• **Try it**:
In the listing below, the lines starting with the line with "Target: red tiled roof" and going on through the line with "Question. Provide the position of each instance of the green" are to be reproduced exactly, and only those.
*** Opening of The records ***
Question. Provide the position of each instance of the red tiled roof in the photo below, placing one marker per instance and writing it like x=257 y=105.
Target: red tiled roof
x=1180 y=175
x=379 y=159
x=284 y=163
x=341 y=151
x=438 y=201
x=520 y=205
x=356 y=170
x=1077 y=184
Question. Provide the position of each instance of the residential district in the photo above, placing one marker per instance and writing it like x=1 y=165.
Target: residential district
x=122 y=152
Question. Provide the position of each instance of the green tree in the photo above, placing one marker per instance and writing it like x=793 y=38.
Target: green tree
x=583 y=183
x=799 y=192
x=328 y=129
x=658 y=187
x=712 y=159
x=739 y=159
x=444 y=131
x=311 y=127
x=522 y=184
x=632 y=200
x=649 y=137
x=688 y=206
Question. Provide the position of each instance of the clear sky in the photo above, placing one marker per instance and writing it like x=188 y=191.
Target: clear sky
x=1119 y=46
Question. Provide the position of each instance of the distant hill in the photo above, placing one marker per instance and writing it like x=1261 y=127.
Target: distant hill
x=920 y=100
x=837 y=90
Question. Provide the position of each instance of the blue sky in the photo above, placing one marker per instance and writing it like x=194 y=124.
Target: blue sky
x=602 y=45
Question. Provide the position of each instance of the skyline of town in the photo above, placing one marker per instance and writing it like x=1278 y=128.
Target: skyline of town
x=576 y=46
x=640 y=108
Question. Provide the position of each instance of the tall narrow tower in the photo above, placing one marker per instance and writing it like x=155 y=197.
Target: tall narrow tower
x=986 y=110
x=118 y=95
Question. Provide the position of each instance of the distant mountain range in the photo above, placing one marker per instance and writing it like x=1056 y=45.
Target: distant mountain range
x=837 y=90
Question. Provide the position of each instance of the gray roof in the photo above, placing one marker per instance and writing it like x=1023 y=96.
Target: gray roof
*** Close of The records ***
• **Task solution**:
Target: red tiled roof
x=1180 y=175
x=379 y=159
x=284 y=163
x=341 y=151
x=438 y=201
x=520 y=205
x=356 y=170
x=1077 y=184
Question. Provide the position of each instance of the residential district in the photo above, placing one marker per instance and writing it like x=1 y=165.
Target: residential district
x=122 y=152
Question. Provide the position of each instance of the green tree in the photo above, placing one marker per instance and writing it like x=793 y=38.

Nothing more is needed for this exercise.